* **Records for processing**
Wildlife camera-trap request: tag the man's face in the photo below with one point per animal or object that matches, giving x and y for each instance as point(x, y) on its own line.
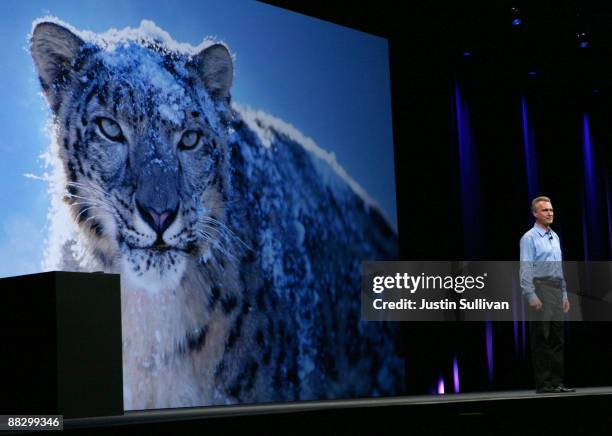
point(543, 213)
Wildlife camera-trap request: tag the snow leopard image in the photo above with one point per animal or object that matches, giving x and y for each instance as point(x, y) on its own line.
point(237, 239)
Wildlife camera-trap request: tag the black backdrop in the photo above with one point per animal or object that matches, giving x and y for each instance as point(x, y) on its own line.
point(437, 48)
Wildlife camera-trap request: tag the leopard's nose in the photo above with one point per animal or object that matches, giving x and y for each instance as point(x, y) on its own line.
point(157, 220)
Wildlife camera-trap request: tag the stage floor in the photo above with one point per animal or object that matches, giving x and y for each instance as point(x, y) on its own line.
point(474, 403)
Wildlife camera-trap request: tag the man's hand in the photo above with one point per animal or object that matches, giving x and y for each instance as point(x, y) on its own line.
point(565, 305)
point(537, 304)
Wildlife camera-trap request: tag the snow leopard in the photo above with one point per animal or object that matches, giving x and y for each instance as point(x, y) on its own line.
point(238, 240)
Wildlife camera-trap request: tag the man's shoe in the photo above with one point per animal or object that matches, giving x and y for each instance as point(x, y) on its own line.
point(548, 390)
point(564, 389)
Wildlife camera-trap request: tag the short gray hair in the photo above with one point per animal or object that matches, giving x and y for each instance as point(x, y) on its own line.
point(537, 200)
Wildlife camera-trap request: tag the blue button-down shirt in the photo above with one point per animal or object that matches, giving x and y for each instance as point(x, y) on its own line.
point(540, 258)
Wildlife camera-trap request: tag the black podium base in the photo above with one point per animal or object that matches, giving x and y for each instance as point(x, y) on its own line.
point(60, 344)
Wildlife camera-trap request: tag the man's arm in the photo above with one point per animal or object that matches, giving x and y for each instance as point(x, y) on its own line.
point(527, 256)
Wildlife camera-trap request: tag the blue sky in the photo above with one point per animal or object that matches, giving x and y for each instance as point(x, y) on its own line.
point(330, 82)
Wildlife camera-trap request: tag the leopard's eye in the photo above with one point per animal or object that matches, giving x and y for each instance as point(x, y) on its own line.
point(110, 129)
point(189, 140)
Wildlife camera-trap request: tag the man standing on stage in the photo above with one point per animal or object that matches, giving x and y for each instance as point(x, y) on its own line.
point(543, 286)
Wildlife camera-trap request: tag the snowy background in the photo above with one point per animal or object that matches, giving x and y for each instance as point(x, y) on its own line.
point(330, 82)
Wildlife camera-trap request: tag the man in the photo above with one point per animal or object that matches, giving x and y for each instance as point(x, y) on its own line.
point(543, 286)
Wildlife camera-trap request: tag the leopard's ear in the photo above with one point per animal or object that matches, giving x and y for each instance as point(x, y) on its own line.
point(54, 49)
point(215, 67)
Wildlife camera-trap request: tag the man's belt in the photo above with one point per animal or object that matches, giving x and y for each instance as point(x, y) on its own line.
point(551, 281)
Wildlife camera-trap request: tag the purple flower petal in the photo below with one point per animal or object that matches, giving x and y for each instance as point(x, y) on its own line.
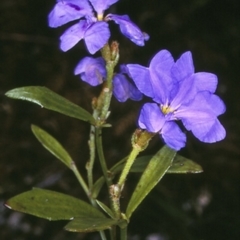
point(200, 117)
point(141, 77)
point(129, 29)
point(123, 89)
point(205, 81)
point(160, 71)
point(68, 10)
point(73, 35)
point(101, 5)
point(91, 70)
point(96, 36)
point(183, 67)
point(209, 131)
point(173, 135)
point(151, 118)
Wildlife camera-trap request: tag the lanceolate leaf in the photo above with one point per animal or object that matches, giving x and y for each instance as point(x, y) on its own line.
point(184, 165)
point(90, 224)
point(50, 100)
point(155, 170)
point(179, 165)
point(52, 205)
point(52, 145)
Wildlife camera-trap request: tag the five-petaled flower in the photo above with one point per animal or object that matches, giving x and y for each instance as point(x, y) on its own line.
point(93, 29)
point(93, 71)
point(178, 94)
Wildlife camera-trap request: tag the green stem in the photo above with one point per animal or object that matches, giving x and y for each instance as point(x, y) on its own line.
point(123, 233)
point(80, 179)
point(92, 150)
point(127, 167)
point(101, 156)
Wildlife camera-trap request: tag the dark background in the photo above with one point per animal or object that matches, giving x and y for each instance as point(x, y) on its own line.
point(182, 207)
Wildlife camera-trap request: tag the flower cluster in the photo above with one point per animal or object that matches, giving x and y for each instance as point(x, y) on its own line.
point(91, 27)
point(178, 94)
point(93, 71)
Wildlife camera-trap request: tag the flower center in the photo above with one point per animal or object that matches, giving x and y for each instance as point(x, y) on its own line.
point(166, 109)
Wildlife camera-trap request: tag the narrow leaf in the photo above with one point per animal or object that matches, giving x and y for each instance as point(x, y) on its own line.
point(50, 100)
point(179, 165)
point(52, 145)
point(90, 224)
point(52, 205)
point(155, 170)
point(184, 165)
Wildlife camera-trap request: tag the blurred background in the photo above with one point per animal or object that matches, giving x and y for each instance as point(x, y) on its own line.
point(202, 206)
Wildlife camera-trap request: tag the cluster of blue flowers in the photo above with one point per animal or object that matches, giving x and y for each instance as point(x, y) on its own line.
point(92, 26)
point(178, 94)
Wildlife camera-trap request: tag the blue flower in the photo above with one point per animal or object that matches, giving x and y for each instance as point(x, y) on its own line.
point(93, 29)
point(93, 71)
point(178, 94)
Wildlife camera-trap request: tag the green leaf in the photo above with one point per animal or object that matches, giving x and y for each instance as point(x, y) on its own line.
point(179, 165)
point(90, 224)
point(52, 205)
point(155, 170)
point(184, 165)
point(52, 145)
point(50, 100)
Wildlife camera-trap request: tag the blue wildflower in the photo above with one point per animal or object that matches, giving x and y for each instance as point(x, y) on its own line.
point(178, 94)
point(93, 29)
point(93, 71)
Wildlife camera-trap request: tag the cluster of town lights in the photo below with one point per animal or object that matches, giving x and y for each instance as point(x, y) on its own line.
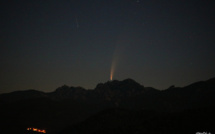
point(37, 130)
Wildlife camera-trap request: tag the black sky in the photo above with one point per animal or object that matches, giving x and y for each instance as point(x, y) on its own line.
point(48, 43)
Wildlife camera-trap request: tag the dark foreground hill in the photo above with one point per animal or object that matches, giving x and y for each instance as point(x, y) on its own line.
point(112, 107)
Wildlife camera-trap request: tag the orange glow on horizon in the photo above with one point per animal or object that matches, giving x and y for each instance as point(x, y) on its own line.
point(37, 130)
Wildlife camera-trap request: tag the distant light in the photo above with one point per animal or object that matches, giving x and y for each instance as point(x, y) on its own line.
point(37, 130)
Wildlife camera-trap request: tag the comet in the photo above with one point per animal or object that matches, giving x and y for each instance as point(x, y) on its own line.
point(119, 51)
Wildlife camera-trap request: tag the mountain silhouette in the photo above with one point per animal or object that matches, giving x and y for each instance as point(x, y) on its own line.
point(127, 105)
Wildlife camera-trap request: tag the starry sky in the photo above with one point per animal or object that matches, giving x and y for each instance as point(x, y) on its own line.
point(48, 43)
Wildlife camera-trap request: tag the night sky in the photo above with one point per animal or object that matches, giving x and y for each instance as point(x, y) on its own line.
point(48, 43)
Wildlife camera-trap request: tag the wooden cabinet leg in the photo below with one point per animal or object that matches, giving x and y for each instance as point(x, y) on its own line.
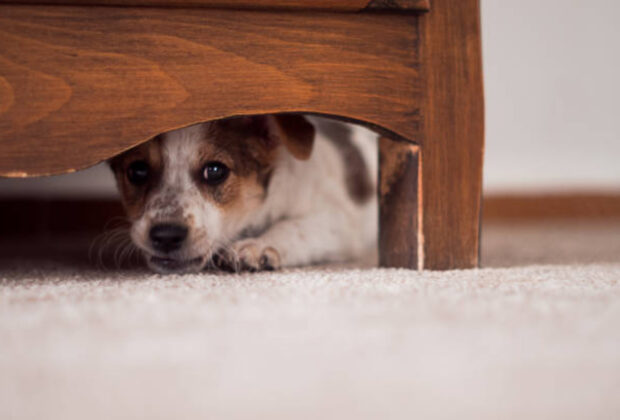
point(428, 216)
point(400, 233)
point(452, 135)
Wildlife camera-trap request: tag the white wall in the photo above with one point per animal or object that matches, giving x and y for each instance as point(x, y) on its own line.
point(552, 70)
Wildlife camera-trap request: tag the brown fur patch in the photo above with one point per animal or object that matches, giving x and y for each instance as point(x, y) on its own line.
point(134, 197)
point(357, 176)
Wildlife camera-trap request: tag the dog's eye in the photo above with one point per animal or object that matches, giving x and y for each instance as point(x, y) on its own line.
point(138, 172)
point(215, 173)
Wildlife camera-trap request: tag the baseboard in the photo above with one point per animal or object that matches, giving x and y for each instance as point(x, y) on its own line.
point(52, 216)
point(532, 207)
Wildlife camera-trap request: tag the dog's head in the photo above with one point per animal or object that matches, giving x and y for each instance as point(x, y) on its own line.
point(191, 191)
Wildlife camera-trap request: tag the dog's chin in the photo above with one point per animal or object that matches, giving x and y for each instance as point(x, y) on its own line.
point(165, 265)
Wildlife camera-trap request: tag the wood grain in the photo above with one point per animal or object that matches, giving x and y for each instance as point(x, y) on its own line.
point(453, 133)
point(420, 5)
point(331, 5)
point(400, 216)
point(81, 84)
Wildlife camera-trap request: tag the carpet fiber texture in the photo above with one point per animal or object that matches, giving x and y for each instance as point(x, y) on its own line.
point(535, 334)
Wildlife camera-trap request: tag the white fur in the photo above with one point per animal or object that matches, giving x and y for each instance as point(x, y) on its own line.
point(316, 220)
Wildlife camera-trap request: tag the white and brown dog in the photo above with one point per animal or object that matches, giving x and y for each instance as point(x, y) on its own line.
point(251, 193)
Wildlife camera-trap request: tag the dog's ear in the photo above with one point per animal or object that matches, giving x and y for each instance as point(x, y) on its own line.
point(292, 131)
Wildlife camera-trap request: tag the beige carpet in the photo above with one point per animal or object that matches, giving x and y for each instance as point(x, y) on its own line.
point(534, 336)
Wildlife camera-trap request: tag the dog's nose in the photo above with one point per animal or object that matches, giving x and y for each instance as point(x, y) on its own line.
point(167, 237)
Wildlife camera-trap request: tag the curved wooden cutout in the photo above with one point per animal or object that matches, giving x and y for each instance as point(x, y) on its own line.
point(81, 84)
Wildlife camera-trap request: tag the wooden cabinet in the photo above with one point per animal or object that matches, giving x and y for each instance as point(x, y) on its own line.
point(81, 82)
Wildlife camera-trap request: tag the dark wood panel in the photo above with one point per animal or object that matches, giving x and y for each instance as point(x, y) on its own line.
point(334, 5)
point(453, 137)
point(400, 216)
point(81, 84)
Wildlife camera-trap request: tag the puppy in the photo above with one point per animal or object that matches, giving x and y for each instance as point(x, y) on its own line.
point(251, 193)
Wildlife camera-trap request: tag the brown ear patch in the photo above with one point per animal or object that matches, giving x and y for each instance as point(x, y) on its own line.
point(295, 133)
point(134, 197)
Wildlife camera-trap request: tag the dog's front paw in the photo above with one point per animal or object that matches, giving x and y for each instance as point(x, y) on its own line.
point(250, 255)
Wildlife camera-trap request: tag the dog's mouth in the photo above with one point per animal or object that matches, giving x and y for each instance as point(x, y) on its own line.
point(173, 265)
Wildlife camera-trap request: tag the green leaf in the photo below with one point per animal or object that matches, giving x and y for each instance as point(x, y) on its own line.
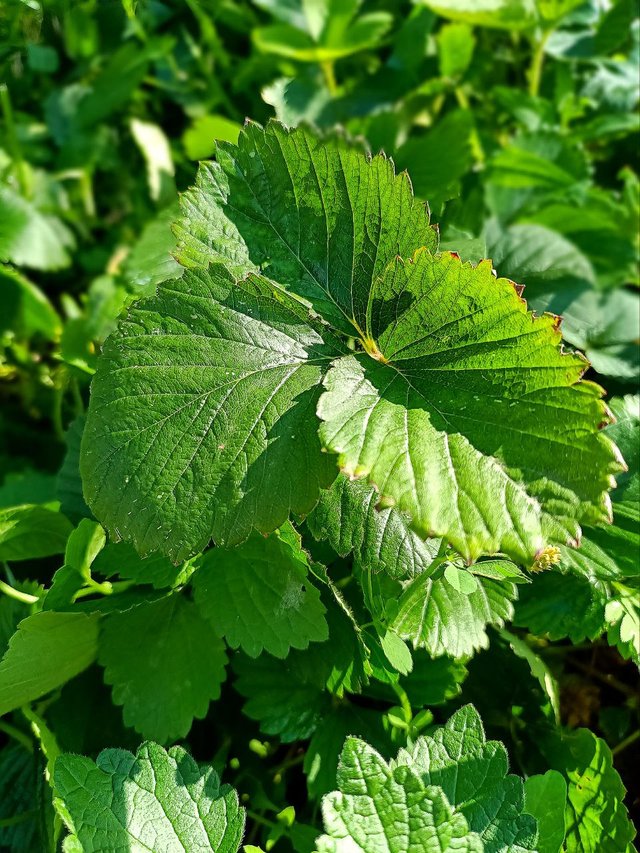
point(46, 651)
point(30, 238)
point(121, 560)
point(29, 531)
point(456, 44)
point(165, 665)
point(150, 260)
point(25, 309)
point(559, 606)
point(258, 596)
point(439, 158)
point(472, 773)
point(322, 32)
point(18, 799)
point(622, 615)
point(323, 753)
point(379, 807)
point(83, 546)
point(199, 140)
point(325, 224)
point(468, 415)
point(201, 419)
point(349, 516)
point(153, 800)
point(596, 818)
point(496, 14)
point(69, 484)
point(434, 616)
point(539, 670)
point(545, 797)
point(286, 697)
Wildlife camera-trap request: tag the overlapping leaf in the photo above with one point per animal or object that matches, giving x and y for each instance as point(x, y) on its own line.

* **Required work**
Where the line containing "Wildlife camera-trap request: tag the dog's front" appears above, start there and set down each line exactly through the last line of the data; leave out every picture.

* **Your response**
Wildlife camera-trap request: tag the dog's front paw in the photo above with one point per animal or object that matches, giving x and y for each instance as point(x, y) on its own line.
point(250, 255)
Wildlife camera-trap request: tag the dog's mouth in the photo above with one point per animal or object that matches, giving x and y for each instance as point(x, y) on its own line.
point(173, 265)
Wildlife camera-trap request: tag the green leaf in the photo below with one point per animal or object that matches, giving x and y for each instance as point(x, y) on its own line.
point(46, 651)
point(30, 238)
point(121, 560)
point(29, 531)
point(456, 44)
point(165, 665)
point(150, 260)
point(25, 309)
point(559, 606)
point(258, 596)
point(439, 158)
point(472, 773)
point(322, 32)
point(18, 799)
point(622, 615)
point(323, 753)
point(379, 807)
point(83, 546)
point(199, 140)
point(325, 224)
point(468, 415)
point(201, 419)
point(349, 516)
point(153, 800)
point(596, 818)
point(496, 14)
point(69, 484)
point(434, 616)
point(539, 670)
point(545, 797)
point(286, 697)
Wildlife camera-trap request: tag the overlapping leaf in the photo above with one point per animal or object that matches, giving x and y for each instance as point(x, y) on its own line.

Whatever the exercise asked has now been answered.